Supplied text:
--
Coding Labs

Tutorial - Memory Pool



Memory management is a complex and wide topic. With this tutorial we'll try to work out a good way to keep track of our memory usage and to keep under control any potential issue.
This topic should be considered advanced and the tutorial assumes that you have a good knowledge of low level computer architecture.
Let's introduce our memory management device, the memory pool.

The main reason to use a memory pool is to keep your memory under tight control while paying particular attention to how much memory a system is using and how much fragmented the memory is getting. 
Another important feature we want in our memory pool is the ability to track any memory stomp that may happen while running our application.

The memory pool we implement now is a simple one. The idea is to get all the memory we need from the OS and to subdivide this memory into chunks. For example, if we want to create a pool of 5mb, we will do the following steps:

  • Allocate all the 5mb from the Operative System using new
  • Create a new free chunk which has the 5mb so that the pool is now composed of a chunk [5Mb Chunk]
  • When the user (any client of the memory pool) requires some memory (say 10Kb) the pool will:
    • Create a new occupied chunk of 10Kb
    • Create a new free chunk of 5Mb - 10Kb = ~4.99Mb
    • Link the two chunks so that the pool is now [10Kb Chunk][4.99Mb Chunk]

Every allocation will generate an instance of a new occupied chunk, while every deallocation will remove an occupied chunk and will generate an instance of a free one. If we extend the previous example and we imagine that the client required: 10Kb, 200Kb, 20bytes and than it freed the 200Kb the pool will look as follow: [10Kb][200Kb Free][20 bytes][~4.98 Kb Free] 

With this technology we can therefore keep track of where all our memory is going, how fragmented the pool are getting, if we are forgetting to free what we have allocated, and so forth.
--
Dataset excerpt:

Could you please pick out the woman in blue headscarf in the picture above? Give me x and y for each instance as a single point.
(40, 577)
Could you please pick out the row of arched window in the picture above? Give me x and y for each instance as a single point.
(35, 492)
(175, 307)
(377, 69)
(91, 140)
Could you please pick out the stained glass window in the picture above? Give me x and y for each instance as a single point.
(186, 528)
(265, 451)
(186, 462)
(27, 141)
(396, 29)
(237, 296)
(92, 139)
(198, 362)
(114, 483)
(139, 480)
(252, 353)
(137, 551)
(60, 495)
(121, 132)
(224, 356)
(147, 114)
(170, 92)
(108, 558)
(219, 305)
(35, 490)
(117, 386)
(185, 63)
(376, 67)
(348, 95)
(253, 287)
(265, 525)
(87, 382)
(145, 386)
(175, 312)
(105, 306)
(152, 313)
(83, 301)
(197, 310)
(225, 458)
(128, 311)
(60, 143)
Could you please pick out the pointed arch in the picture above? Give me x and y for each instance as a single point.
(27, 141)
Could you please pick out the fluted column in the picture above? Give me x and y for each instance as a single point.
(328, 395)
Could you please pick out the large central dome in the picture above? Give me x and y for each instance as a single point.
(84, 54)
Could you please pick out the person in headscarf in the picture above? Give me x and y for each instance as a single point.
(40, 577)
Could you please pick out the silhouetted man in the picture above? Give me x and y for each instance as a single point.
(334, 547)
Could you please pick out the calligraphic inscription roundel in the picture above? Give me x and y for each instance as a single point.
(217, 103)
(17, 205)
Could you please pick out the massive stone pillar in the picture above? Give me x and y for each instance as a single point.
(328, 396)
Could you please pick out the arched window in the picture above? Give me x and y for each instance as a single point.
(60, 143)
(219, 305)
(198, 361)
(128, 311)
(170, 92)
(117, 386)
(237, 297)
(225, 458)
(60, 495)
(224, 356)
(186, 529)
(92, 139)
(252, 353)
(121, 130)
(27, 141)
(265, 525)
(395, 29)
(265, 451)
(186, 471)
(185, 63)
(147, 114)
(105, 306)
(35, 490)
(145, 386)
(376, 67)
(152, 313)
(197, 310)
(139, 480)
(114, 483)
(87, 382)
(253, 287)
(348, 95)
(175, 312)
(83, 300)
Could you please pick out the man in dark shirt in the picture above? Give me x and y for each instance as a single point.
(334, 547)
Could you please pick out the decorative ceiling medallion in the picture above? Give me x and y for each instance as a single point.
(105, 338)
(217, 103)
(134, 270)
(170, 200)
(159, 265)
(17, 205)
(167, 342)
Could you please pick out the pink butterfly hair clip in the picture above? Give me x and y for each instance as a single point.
--
Task to carry out: According to the memory pool tutorial, what does the pool do with the memory it obtains from the operating system?

Written response: It subdivides that memory into chunks.